• _SOURCE TEXT_:
---

The return of the PQ's great divide

As threats loom on both left and right, the party finds itself in perhaps the greatest crisis in its history. What does the future hold?

Actualité québécoise 2011


MONTREAL - The Parti Québécois has suffered many a crisis since it was created in 1968. Its latest one may well be its last. Its very existence is now on the line.
Last month's thunderous resignation from the PQ caucus of Pierre Curzi, Louise Beaudoin, Jean-Martin Aussant and Lisette Lapointe - the latter the wife of former premier Jacques Parizeau - signalled the return of the great divide that has plagued this party almost from its inception.
The Group of Four believes that being in power means, first and foremost, promoting sovereignty and preparing for a referendum. That remains Parizeau's vision. Then there are those, like party leader Pauline Marois, for whom good government comes first, with a referendum if necessary but not necessarily a referendum.
There's no mistaking that the resignations mark the political divorce, on grounds of irreconcilable differences, of these two visions.

---

• _RECORD EXTRACTS_:

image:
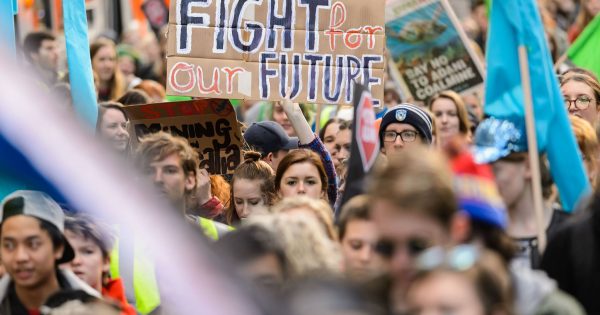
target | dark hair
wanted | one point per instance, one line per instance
(301, 156)
(86, 227)
(252, 168)
(33, 42)
(134, 97)
(356, 208)
(248, 243)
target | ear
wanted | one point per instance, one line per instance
(190, 181)
(460, 228)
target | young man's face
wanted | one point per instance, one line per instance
(406, 233)
(170, 179)
(27, 252)
(358, 247)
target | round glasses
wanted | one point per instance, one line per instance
(581, 102)
(406, 136)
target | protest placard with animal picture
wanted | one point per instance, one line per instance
(258, 50)
(429, 50)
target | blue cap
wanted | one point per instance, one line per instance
(498, 138)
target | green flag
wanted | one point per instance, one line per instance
(584, 51)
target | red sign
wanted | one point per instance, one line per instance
(366, 134)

---

• _PROMPT 1_:
Update the part of the article on the Parti Québécois starting at "Last month's thunderous" and ending at "from its inception.", replacing "thunderous" with "stunning".
• _PROMPT 2_:
Please say whether each statement agrees with the article on the Parti Québécois, answering yes or no and quoting the words that decide it: (a) The Parti Québécois was created in 1968. (b) Lisette Lapointe is the wife of Pierre Curzi. (c) Pauline Marois places promoting sovereignty ahead of good government.

• _EXERCISE SOLUTION 1_:
Last month's stunning resignation from the PQ caucus of Pierre Curzi, Louise Beaudoin, Jean-Martin Aussant and Lisette Lapointe - the latter the wife of former premier Jacques Parizeau - signalled the return of the great divide that has plagued this party almost from its inception.

• _EXERCISE SOLUTION 2_:
(a) Yes: "The Parti Québécois has suffered many a crisis since it was created in 1968."
(b) No: "Lisette Lapointe - the latter the wife of former premier Jacques Parizeau"
(c) No: "like party leader Pauline Marois, for whom good government comes first"